What you will do
Any picture in the data below should be skipped, while every line is repeated exactly.

Data for review
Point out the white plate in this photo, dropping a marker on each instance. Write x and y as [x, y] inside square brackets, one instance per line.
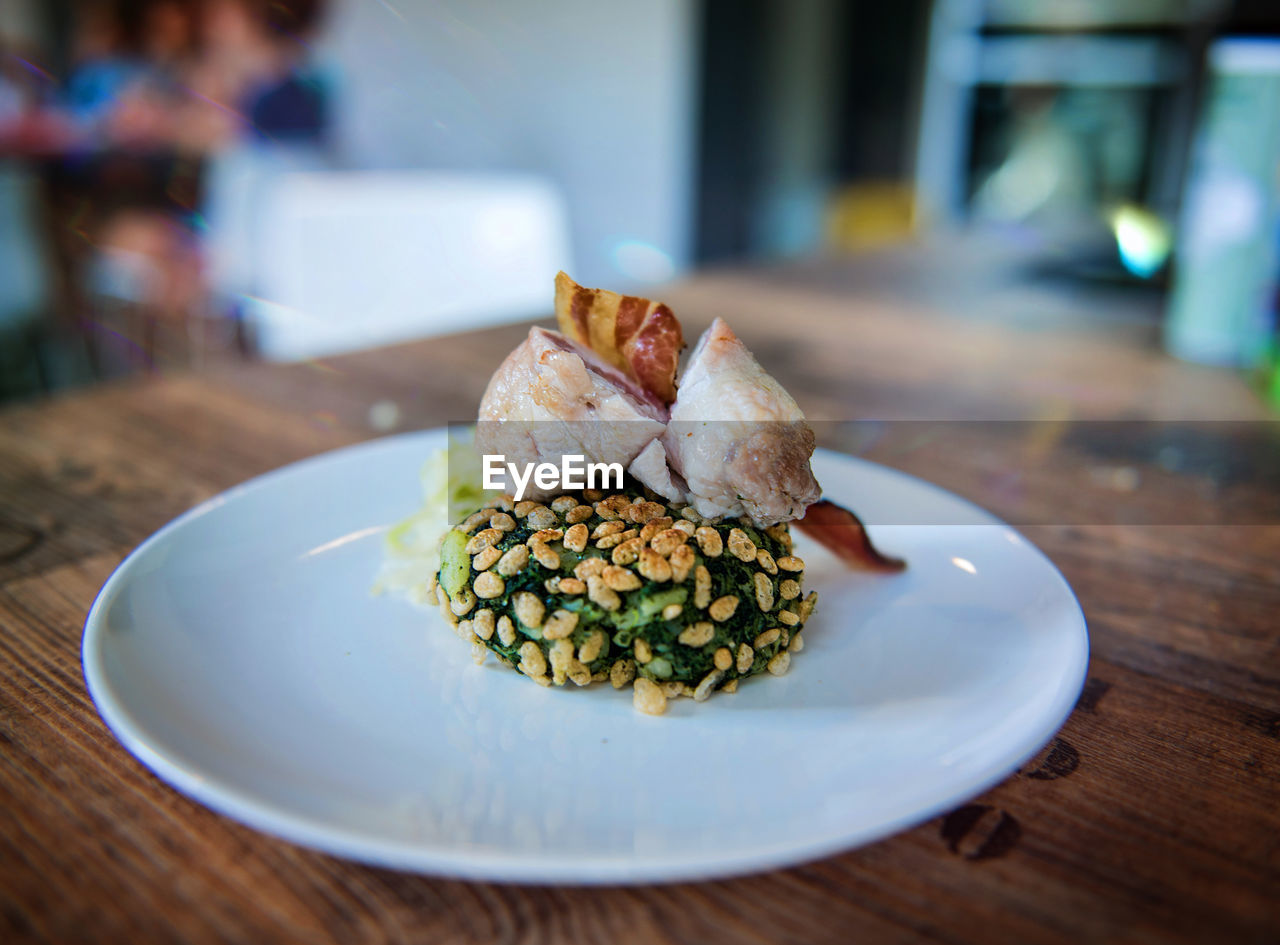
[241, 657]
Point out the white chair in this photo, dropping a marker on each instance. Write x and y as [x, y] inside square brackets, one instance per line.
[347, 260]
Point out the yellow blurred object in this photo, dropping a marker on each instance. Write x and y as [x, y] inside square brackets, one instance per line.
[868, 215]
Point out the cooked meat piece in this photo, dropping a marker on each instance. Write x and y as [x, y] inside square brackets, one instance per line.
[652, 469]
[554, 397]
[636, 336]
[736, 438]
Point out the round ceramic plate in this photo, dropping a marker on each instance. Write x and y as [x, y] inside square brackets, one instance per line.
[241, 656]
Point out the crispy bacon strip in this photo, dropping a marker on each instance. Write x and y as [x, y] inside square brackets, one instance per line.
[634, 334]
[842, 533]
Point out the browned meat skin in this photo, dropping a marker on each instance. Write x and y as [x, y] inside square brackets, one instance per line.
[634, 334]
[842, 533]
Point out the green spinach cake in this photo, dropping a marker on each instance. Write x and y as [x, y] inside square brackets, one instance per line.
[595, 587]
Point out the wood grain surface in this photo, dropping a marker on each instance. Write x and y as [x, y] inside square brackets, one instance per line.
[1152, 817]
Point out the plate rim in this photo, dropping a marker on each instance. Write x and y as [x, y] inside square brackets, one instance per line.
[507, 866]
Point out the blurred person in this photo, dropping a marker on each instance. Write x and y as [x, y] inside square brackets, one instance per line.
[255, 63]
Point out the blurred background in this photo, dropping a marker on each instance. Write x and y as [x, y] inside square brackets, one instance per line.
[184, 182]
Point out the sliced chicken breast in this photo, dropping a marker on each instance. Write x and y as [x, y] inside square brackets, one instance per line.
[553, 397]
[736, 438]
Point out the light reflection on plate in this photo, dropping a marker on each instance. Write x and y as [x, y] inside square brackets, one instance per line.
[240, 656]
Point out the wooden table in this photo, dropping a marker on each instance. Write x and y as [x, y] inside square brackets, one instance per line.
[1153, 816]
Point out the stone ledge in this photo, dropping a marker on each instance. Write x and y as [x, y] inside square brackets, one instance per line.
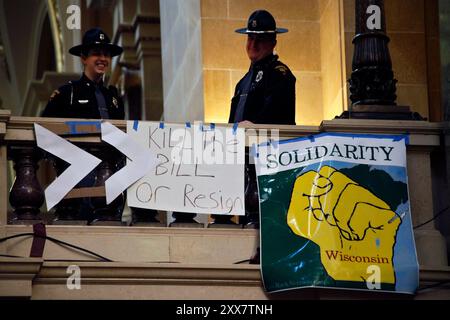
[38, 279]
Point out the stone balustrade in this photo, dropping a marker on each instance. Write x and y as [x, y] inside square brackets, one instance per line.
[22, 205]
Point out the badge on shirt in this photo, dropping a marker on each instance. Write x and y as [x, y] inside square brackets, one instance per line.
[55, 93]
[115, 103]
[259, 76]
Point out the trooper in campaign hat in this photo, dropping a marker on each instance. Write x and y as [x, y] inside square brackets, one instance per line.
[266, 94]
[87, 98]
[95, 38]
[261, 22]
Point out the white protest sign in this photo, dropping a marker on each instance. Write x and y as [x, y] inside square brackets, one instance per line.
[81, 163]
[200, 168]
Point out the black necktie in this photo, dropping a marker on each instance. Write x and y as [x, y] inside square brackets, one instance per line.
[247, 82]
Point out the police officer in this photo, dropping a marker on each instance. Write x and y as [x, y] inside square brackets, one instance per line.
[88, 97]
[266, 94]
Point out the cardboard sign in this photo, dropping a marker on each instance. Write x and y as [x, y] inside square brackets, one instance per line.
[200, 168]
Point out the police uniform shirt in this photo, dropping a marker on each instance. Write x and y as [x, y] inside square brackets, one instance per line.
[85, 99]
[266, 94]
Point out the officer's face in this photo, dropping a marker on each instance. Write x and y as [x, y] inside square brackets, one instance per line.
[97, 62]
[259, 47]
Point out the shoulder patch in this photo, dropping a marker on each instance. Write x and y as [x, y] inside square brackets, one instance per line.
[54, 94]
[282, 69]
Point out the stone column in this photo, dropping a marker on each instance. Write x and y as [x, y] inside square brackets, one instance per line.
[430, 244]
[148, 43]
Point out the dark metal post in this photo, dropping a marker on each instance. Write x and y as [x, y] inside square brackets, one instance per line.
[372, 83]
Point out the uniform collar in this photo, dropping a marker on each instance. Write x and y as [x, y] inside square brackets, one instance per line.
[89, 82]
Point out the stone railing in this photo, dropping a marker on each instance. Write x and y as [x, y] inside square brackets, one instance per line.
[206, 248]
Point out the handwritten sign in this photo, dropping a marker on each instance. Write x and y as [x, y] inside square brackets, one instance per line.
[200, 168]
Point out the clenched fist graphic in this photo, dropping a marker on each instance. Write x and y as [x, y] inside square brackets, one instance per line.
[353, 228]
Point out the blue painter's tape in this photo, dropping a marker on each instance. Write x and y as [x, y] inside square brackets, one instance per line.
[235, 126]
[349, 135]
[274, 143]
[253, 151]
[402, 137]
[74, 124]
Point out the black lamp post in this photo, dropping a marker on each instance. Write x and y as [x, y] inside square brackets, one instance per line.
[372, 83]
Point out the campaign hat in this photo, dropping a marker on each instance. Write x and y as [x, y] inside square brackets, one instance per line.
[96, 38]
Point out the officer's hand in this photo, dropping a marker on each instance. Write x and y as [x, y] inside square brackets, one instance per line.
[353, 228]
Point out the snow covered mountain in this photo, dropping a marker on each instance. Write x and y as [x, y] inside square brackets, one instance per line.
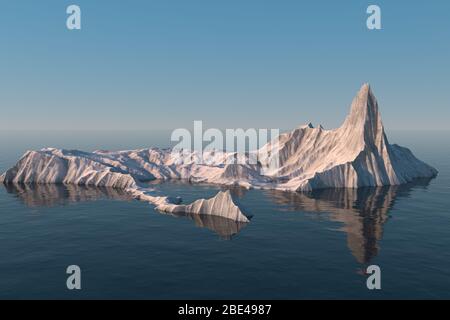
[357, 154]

Exercise answer
Point out the white plate in this photo, dropping a marker on each instance. Write x and y as [x, y] inside square brackets, one instance per line.
[241, 657]
Point out the white chair in this photo, dropping a marker on each instance. Write x and y as [x, y] inside square brackets, one instance per line.
[347, 260]
Point out the yellow blurred object in this photo, dropping a marker on each instance. Write x and y as [x, y] inside square brackets, one instance per line.
[868, 215]
Point out the cooked meat piece in this photo, dropping a marker on each instance. Write x and y as [x, y] inside square brackets, one instance per line.
[652, 469]
[554, 397]
[636, 336]
[736, 438]
Point out the round ceramic plate in this photo, dropping a marker on each instance. Write x and y as [x, y] inside square brackets, one instance per line.
[241, 656]
Point out the crispy bacon strip in this photo, dropping a marker on each instance. Write x and y as [x, y] inside square brackets, one instance per line.
[634, 334]
[842, 533]
Point out the browned meat skin in this photo, dropping a marker on each instance. Write x and y as [x, y] inside square brackets, one instance per line.
[634, 334]
[842, 533]
Point out the green spinach cake in this photo, dropping a marker on each instance. Write x and y as [x, y] inside square brackets, one instance per line.
[595, 587]
Point out the wood grain surface in this photo, dropping a marker on each instance. Write x and y as [x, y] inside square brackets, one instance per line.
[1152, 817]
Point out the plate rim in this photo, dropping a marker on each instance. Write x and y as [x, y] inside square brackets, one instance per line.
[507, 866]
Point out the blurred person in this photo, dropping a marker on each instance. Write x and y as [x, y] inside square brackets, one instance per line.
[255, 63]
Point out the blurred background in this photo, dropping a marker on each instance. Write x and y as [x, y] inside square brackets, one instance per line.
[184, 182]
Point out the sliced chicken breast in this photo, dropping a marker on each instance. Write x and y as [x, y] inside square brackets, one instance per line.
[553, 397]
[736, 438]
Point out the light reflection on plate in this photo, dropping a marker on each instance. Write x and y as [x, y] inside square brackets, one instance per line.
[240, 656]
Point out the wooden table in this photo, dropping a marker on each instance. Write x and y as [x, y] inside square brackets, one instance per line.
[1153, 816]
Point out the stone ledge in this photo, dropping a marker on each instance. Write x and y as [x, y] inside square brackets, one instance per line.
[38, 279]
Point out the stone balustrade in this photo, dropping a marker on each instance. Write x and y as [x, y] inside square brackets, one instance per line.
[22, 205]
Point out the badge on shirt in this photo, dropping a marker on each instance. Write x and y as [x, y] inside square brackets, one instance per line.
[55, 93]
[115, 103]
[259, 76]
Point out the trooper in campaign hat in this photo, dropping a marker on each instance. Write x and y as [x, y] inside square brackets, one instance per line.
[266, 94]
[87, 98]
[95, 38]
[261, 22]
Point out the white protest sign in this photo, dropping a marker on each instance. Write x and y as [x, y] inside square brackets, one instance per line.
[81, 163]
[200, 168]
Point out the black necktie in this photo, dropping a marker on each instance. Write x and y as [x, y] inside square brackets, one instance per line.
[247, 82]
Point out the police officer in this photo, dropping a marker on each instance. Write x and y as [x, y] inside square brackets, one instance per line.
[88, 97]
[266, 94]
Point out the cardboard sign in this photo, dropping a marker on each instance. Write x and y as [x, y] inside square brackets, one instance per line.
[200, 168]
Point out the police uniform shirt in this photo, dropping a marker on each instance. Write x and y as [x, y] inside square brackets, one instance per line.
[85, 99]
[266, 94]
Point out the officer's face in this photo, dropping a marker on each instance. Write x and y as [x, y] inside square brackets, one instance per line.
[97, 62]
[259, 47]
Point out the shoulder patch in this photo, dropping a marker on each instance. Write x and y as [x, y] inside square brackets, one instance per line.
[54, 94]
[282, 69]
Point out the stone column in this photo, dropping a marker on each instance. Write x and y as [x, y] inside square brackets, one instance per line.
[430, 244]
[148, 43]
Point out the dark metal post in this photo, dropping a marker on each instance. Write x and y as [x, y] inside square brackets, one instance per line.
[372, 83]
Point out the uniform collar in this photo, dropping a marker on each instance. Write x and y as [x, y] inside square brackets, one instance per line.
[89, 82]
Point out the stone railing in this photo, dropping a marker on each instance. Write x and y as [x, y] inside square brackets, one instance per line.
[206, 248]
Point out the handwritten sign in this photo, dropping a marker on each instance. Write x and y as [x, y] inside square brackets, one instance per line.
[200, 168]
Point out the clenched fist graphic in this photo, dropping a marker on each instance. Write x and y as [x, y] inside square brackets, one instance per line.
[353, 228]
Point out the blue painter's tape in this photo, dropping a marker on each instance. Write x and y as [x, y] inside square brackets, one instance per line.
[235, 126]
[349, 135]
[274, 143]
[253, 151]
[402, 137]
[74, 124]
Point out the black lamp post in this photo, dropping a marker on each instance. Write x and y as [x, y] inside square brackets, one instance per line.
[372, 83]
Point out the campaign hat in this photo, dropping a marker on each instance. Write x and y as [x, y] inside square brackets, one instance per line.
[96, 38]
Point out the officer's hand in this photo, dropping a marker on each instance. Write x and y as [x, y] inside square brackets, one instance per line.
[353, 228]
Point out the snow covered mountain in this photo, dropping a marker on each instance. Write x and y as [x, y] inside square brackets, one instance per line.
[357, 154]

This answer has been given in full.